Rab family small GTPases and Arf6 are known to regulate integrin endocytosis and intracellular trafficking [85,91]. Rab21 and Rab5 are co-immunoprecipitated with β1-integrin and control its endosomal trafficking in MDA-MB-231 breast cancer cells [92]. Internalized integrins are recycled back to the plasma membrane through Rab4-dependent direct recycling pathway or Rab11-dependent indirect recycling pathway via recycling endosomes (Figure 3). While phosphatidylinositol 3-kinase (PI3K) and Akt regulate the trafficking of αvβ3- and α5β1-integrins from Rab11-positive recycling endosomes to the plasma membranes, platelet-derived growth factor (PDGF) treatment promotes the Rab4-dependent fast recycling of αvβ3-integrin from early endosomes without the involvement of Rab11 [93,94]. Interestingly, β1-integrin also enhances PDGF receptor trafficking and directed cell migration [95].
Whereas a major fibronectin receptor is α5β1-integrin (Table 1), syndecan-4, a membrane-intercalated heparan sulfate proteoglycan, acts as a co-receptor for fibronectin [96]. A recent study shows that the binding of fibronectin to syndecan-4 induces α5β1-integrin endocytosis in a dynamin- and caveolin-dependent manner [97]. Syndecan-4 is associated with protein kinase Cα (PKCα), and this interaction is required for RhoG-regulated α5β1-integrin endocytosis and cell migration during wound healing. PKCα is also reported to interact with β1-integrin and to promote its endocytosis [98]. A portion of the internalized β1-integrin is recycled to the plasma membrane via PKCε activity, which promotes cell migration [99,100]. Thus, integrin trafficking, regulated by Rab family small GTPases and several kinases, has important roles in cell migration.
Integrin endocytosis is also required for the internalization of ECM proteins, such as vitronectin and fibronectin. In human skin fibroblasts, β5-integrin and vitronectin are co-localized at intracellular vesicles and transported into lysosomes [101]. Another report shows that caveolin-mediated endocytosis of β1-integrin is involved in the turnover of fibronectin [102]. The engagement of fibronectin causes the ubiquitination of α5-integrin, which is transported into lysosomes via the ESCRT pathway [103]. Interestingly, this selective sorting and degradation of fibronectin-bound α5β1-integrin is required for fibroblast migration [103].

- APPLY WHAT YOU READ -
1. Translate this sentence from the integrin trafficking text into Spanish: "Interestingly, β1-integrin also enhances PDGF receptor trafficking and directed cell migration [95]."
2. Name every specific Rab protein, identified by its number, that the integrin trafficking text mentions.
3. Reproduce the integrin trafficking text from "Integrin endocytosis is" to "fibroblast migration [103].".

- INFORMATION SUPPLIED -
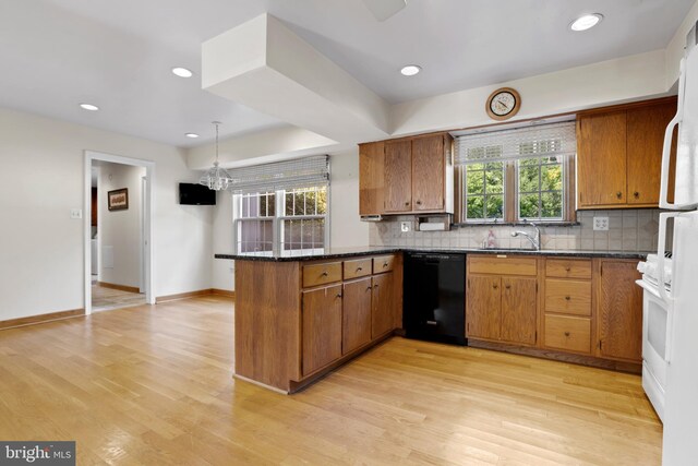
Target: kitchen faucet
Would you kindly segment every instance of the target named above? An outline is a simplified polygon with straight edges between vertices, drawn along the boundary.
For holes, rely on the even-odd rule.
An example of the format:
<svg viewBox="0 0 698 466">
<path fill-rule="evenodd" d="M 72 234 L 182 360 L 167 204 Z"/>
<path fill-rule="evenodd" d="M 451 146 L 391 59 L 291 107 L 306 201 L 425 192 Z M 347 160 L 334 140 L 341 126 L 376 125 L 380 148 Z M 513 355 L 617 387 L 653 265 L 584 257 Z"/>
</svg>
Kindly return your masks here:
<svg viewBox="0 0 698 466">
<path fill-rule="evenodd" d="M 526 218 L 524 218 L 522 222 L 535 228 L 535 236 L 531 237 L 531 235 L 527 234 L 526 231 L 512 231 L 512 237 L 516 238 L 517 236 L 522 236 L 526 239 L 528 239 L 531 242 L 531 244 L 533 244 L 534 250 L 540 251 L 541 250 L 541 229 L 533 222 L 527 220 Z"/>
</svg>

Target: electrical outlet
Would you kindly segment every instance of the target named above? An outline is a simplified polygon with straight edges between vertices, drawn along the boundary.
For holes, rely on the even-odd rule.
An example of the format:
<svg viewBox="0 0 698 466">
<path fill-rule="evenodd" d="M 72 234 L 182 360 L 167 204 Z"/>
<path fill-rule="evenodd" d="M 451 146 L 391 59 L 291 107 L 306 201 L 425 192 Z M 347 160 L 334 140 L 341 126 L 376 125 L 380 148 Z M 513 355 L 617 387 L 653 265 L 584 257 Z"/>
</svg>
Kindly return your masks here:
<svg viewBox="0 0 698 466">
<path fill-rule="evenodd" d="M 594 231 L 609 231 L 609 217 L 593 217 Z"/>
</svg>

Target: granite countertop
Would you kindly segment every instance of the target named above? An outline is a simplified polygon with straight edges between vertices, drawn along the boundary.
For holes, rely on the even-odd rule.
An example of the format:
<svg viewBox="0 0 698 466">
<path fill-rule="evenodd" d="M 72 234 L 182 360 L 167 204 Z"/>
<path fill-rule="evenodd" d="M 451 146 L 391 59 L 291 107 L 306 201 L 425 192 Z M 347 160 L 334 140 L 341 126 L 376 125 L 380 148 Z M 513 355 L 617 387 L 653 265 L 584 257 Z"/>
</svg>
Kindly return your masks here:
<svg viewBox="0 0 698 466">
<path fill-rule="evenodd" d="M 318 259 L 339 259 L 357 255 L 389 254 L 394 252 L 431 252 L 441 254 L 526 254 L 547 255 L 565 258 L 612 258 L 612 259 L 647 259 L 652 251 L 586 251 L 586 250 L 542 250 L 531 249 L 478 249 L 478 248 L 413 248 L 413 247 L 365 247 L 365 248 L 327 248 L 323 252 L 315 252 L 293 256 L 272 255 L 245 255 L 245 254 L 216 254 L 216 259 L 231 259 L 238 261 L 267 261 L 267 262 L 298 262 L 315 261 Z"/>
</svg>

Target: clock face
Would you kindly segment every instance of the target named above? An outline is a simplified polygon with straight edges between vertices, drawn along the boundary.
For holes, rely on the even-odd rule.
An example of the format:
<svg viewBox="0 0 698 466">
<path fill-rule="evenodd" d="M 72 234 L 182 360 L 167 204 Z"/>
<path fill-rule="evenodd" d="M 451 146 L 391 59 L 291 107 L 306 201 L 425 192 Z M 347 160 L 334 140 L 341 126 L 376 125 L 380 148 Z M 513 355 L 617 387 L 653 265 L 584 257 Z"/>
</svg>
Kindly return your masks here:
<svg viewBox="0 0 698 466">
<path fill-rule="evenodd" d="M 508 91 L 495 94 L 490 100 L 490 110 L 500 117 L 510 113 L 515 106 L 516 97 Z"/>
</svg>

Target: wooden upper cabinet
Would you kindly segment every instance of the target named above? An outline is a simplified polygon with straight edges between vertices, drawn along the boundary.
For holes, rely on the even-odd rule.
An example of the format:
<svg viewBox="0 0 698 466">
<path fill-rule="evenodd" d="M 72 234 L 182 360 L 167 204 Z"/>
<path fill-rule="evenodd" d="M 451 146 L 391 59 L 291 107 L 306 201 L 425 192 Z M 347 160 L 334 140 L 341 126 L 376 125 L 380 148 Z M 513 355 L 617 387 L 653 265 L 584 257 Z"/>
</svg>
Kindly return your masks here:
<svg viewBox="0 0 698 466">
<path fill-rule="evenodd" d="M 577 120 L 579 207 L 626 203 L 626 113 L 581 116 Z"/>
<path fill-rule="evenodd" d="M 577 207 L 657 207 L 664 131 L 675 113 L 675 98 L 579 113 Z M 675 157 L 675 139 L 672 150 Z"/>
<path fill-rule="evenodd" d="M 385 143 L 359 144 L 359 215 L 383 214 Z"/>
<path fill-rule="evenodd" d="M 537 278 L 502 277 L 503 340 L 535 344 L 537 287 Z"/>
<path fill-rule="evenodd" d="M 412 207 L 414 211 L 444 208 L 444 136 L 412 140 Z"/>
<path fill-rule="evenodd" d="M 594 260 L 598 356 L 642 360 L 642 290 L 637 261 Z"/>
<path fill-rule="evenodd" d="M 385 143 L 385 213 L 412 210 L 412 142 Z"/>
<path fill-rule="evenodd" d="M 628 110 L 628 204 L 659 205 L 664 132 L 674 115 L 675 103 Z"/>
</svg>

- RESPONSES BY ITEM NUMBER -
1. Curiosamente, la integrina β1 también potencia el tráfico del receptor de PDGF y la migración celular dirigida [95].

2. Rab21, Rab5, Rab4, Rab11

3.
Integrin endocytosis is also required for the internalization of ECM proteins, such as vitronectin and fibronectin. In human skin fibroblasts, β5-integrin and vitronectin are co-localized at intracellular vesicles and transported into lysosomes [101]. Another report shows that caveolin-mediated endocytosis of β1-integrin is involved in the turnover of fibronectin [102]. The engagement of fibronectin causes the ubiquitination of α5-integrin, which is transported into lysosomes via the ESCRT pathway [103]. Interestingly, this selective sorting and degradation of fibronectin-bound α5β1-integrin is required for fibroblast migration [103].